▶ **EXERCISE DIRECTIONS**:
With nothing added or dropped, copy the data that follows exactly.

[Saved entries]
● ● ● ● ● ● ●

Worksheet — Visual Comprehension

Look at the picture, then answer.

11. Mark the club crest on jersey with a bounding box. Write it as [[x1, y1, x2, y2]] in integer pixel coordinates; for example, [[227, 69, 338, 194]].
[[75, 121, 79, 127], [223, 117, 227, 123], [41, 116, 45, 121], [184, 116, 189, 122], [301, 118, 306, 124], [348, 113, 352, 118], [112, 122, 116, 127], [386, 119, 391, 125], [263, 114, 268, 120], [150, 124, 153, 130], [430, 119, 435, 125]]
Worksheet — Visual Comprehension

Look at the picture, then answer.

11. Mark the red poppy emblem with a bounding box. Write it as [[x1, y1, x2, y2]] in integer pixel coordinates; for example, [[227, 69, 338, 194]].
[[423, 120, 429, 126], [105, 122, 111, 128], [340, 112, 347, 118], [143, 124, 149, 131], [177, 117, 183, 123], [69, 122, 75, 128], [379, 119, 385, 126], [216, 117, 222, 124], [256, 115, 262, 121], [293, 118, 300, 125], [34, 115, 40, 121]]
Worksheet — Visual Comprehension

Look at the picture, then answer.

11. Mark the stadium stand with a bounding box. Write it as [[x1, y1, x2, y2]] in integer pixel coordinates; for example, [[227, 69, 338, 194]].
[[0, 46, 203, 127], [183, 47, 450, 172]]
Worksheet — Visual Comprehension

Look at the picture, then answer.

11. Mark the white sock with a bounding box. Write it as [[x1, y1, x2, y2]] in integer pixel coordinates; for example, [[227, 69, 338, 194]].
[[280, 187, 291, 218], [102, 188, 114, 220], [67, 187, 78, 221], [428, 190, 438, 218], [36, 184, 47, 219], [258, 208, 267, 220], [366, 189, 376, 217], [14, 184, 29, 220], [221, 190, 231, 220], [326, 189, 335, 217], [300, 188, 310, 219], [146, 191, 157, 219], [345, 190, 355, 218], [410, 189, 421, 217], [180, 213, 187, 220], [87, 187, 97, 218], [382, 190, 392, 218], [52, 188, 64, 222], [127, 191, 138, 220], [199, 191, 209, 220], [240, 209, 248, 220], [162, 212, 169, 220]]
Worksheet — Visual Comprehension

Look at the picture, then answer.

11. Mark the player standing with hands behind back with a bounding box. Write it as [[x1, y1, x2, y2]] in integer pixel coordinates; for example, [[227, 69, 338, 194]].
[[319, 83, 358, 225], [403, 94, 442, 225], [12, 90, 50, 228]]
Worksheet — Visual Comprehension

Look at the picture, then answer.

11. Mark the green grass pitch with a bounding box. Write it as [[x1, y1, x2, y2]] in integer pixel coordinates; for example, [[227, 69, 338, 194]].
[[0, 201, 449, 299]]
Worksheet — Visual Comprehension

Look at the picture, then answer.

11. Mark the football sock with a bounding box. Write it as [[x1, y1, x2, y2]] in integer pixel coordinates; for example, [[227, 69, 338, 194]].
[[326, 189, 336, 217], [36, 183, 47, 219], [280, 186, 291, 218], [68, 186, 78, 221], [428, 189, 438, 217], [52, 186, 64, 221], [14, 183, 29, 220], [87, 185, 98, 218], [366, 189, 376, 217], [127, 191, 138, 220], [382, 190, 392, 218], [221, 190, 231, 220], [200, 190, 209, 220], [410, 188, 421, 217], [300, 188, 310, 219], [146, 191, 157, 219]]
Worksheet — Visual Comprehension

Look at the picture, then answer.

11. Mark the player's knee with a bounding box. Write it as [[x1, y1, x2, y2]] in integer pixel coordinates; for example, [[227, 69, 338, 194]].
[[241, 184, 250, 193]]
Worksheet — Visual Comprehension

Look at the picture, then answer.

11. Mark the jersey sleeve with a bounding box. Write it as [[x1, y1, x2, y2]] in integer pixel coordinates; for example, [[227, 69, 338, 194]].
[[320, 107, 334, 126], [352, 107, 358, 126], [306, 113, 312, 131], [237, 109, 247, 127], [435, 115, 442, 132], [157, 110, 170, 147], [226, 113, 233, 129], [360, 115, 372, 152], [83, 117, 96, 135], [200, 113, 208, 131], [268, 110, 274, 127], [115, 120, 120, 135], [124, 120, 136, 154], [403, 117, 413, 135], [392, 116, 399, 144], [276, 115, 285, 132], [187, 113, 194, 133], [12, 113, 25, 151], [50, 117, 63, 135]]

● ● ● ● ● ● ●

▶ **ANSWER TO THE EXERCISE**:
Worksheet — Visual Comprehension

Look at the picture, then answer.

11. Mark the club crest on jersey with a bounding box. Write it as [[x1, y1, x2, y2]] in integer pixel coordinates; for example, [[227, 69, 338, 194]].
[[75, 121, 79, 127], [223, 117, 227, 123], [41, 116, 45, 121], [184, 116, 189, 122], [301, 118, 306, 124], [348, 113, 352, 118], [112, 122, 116, 127], [386, 119, 391, 125], [263, 114, 268, 120], [150, 124, 153, 130], [430, 119, 435, 125]]
Worksheet — Visual Comprehension

Look at the picture, then answer.

11. Mark the red poppy emblem with a bounding box. Write it as [[x1, y1, x2, y2]] in integer pixel coordinates; for example, [[227, 69, 338, 194]].
[[423, 120, 429, 126], [105, 122, 111, 128], [340, 112, 347, 118], [143, 124, 149, 131], [177, 117, 183, 123], [69, 122, 75, 128], [379, 119, 385, 126], [216, 117, 222, 124], [256, 115, 262, 121], [293, 118, 300, 125], [34, 115, 40, 121]]
Worksheet — Visual Comprehension

Look at the picture, then answer.

11. Mark the stadium stand with a bounding box. Write it as [[x1, y1, x2, y2]] in integer pixel coordinates; for example, [[227, 69, 338, 194]].
[[0, 46, 203, 127], [183, 47, 450, 172]]
Worksheet — Visual Comprehension

Look at the picture, then answer.

11. Mark the white sock with a bounding box. Write it as [[x1, y1, x2, y2]] in integer pixel coordinates; for example, [[227, 69, 338, 194]].
[[280, 187, 291, 218], [102, 188, 114, 220], [67, 187, 78, 221], [428, 190, 438, 218], [36, 184, 47, 219], [258, 208, 267, 220], [366, 189, 376, 217], [14, 184, 29, 220], [221, 190, 231, 220], [326, 189, 335, 217], [300, 188, 310, 219], [146, 191, 157, 219], [345, 190, 355, 218], [410, 189, 421, 217], [180, 213, 187, 220], [87, 187, 97, 218], [382, 190, 392, 218], [52, 188, 64, 222], [127, 191, 138, 220], [199, 191, 209, 220], [240, 209, 248, 220], [162, 212, 169, 220]]
Worksheet — Visual Comprehension

Look at the picture, then answer.

11. Mark the player standing with hands behind back with a bounding box. Write it as [[x1, y1, x2, y2]] in integer pixel coordinates; for example, [[227, 69, 338, 194]].
[[319, 83, 358, 225], [403, 94, 442, 225], [12, 90, 50, 228]]
Worksheet — Visual Comprehension

Look at the picture, then answer.

11. Mark the green grass pitch with a bounding box. Write it as [[x1, y1, x2, y2]] in integer pixel coordinates; for example, [[227, 69, 338, 194]].
[[0, 201, 449, 299]]
Worksheet — Visual Comprehension

Look at the picture, then answer.

11. Mark the football sock with a bounding box. Write it as [[x1, y1, x2, y2]] in integer pixel coordinates; for example, [[227, 69, 338, 194]].
[[326, 189, 336, 217], [36, 183, 47, 219], [280, 186, 291, 218], [68, 186, 78, 221], [428, 189, 438, 217], [52, 186, 64, 221], [14, 183, 29, 220], [87, 185, 98, 218], [366, 189, 376, 217], [127, 191, 138, 220], [382, 190, 392, 218], [221, 190, 231, 220], [200, 190, 209, 220], [410, 188, 421, 217], [300, 188, 310, 219], [146, 191, 157, 219]]
Worksheet — Visual Comprehension

Look at the picture, then answer.

11. Mark the player's knee with a bounding box. Write it as [[x1, y1, x2, y2]] in integer pixel coordinates; for example, [[227, 69, 338, 194]].
[[241, 184, 250, 193]]
Worksheet — Visual Comprehension

Look at the picture, then answer.

11. Mark the jersey sleeve with a bounding box. Write it as [[x1, y1, x2, y2]] in integer pixel coordinates; for example, [[227, 69, 338, 194]].
[[320, 107, 334, 126], [352, 107, 358, 126], [306, 113, 312, 131], [237, 109, 247, 127], [435, 115, 442, 132], [157, 110, 170, 147], [226, 113, 233, 129], [360, 115, 372, 152], [83, 117, 96, 135], [200, 113, 208, 131], [268, 110, 274, 127], [115, 120, 120, 135], [124, 120, 136, 154], [403, 117, 413, 135], [392, 116, 399, 144], [276, 115, 285, 132], [187, 113, 194, 133], [12, 113, 25, 151], [50, 117, 63, 135]]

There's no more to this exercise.